◆ Task requirements ◆
Please extract the part of the forum thread about the rumored Canon 5DMIII that runs between "Look in the" and "THIS IS FAKE.", inclusive, copying it word for word.

◆ Given passage ◆
# Can't beleive this has not been posted



## gsgary (Jan 1, 2012)

I don't get involved in all this rumours crap but found this


----------



## Rephargotohp (Jan 1, 2012)

Which Fall? was it supposed to come out in Fall 2011 but got delayed, Or fall 2012?
Oh the questions lol


----------



## Overread (Jan 1, 2012)

Noooo not you too Gary - another fooled by the illusion that is the 5DMIII


----------



## Derrel (Jan 1, 2012)

Looks like a faked video. The web is filled with that kind of stuff. If it were GENUINE, it would have Canon logos, production information, (i.e. produced by Canon USA, or Canon, Europe, or Capon, Japan,etc),and would be all over the damned place!!! If it were genuine, Canon would have "seeded" it with dPreview and every other big web site...this is probably made by some Canon fanboy. It could however, possibly, be a FUD campaign designed to "freeze" customers thinking of buying another camera. One cannot rule out that kind of dirty pool; there's a lot of money at stake in the Canon-Nikon pro camera market segment.


----------



## Destin (Jan 1, 2012)

Look in the bottom left corner at 7 seconds and you can CLEARLY see that it's a photoshop hack job. Someone forgot to fix that spot apparently haha. THIS IS FAKE.


----------



## gsgary (Jan 2, 2012)

It made you all look though


----------



## Overread (Jan 2, 2012)

if anyone clicks and goes to the youtube the creator admits its fake (at least in the original hosting, unless its been posted to youtube as oft happens)

But I think canon will split it - you'll get the 5DMIII which will be a rebel body with a fullframe sensor at a 5D original price; and then you'll get the 8D a double priced higher spec fullframe sensor 


(hey don't call be crazy, they did it to the XXD line already)


----------

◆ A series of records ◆

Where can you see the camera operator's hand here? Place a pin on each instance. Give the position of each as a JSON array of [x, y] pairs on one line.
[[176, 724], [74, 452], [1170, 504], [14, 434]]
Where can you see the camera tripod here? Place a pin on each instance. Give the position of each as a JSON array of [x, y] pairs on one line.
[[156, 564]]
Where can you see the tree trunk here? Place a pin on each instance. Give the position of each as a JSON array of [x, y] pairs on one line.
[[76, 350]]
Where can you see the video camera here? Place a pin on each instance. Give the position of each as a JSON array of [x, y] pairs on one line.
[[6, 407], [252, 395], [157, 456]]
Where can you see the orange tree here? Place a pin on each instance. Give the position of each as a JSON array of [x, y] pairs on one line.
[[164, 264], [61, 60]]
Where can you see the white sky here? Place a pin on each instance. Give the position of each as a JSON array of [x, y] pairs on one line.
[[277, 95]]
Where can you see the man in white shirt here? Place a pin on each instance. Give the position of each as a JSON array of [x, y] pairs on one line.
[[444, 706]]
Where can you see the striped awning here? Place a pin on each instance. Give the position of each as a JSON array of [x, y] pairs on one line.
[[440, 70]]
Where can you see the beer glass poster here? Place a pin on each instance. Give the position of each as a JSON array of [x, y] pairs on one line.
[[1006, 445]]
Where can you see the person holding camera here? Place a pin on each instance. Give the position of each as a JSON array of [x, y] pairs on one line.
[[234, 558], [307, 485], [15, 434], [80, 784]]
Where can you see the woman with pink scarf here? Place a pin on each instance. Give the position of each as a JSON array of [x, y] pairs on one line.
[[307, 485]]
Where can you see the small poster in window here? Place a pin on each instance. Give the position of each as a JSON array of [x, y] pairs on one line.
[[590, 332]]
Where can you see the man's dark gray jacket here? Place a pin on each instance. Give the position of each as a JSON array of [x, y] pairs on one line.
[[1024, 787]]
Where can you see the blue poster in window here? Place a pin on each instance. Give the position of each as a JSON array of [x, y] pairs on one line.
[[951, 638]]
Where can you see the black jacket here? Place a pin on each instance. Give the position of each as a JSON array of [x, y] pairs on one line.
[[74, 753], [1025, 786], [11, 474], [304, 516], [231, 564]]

◆ Problem solution ◆
Look in the bottom left corner at 7 seconds and you can CLEARLY see that it's a photoshop hack job. Someone forgot to fix that spot apparently haha. THIS IS FAKE.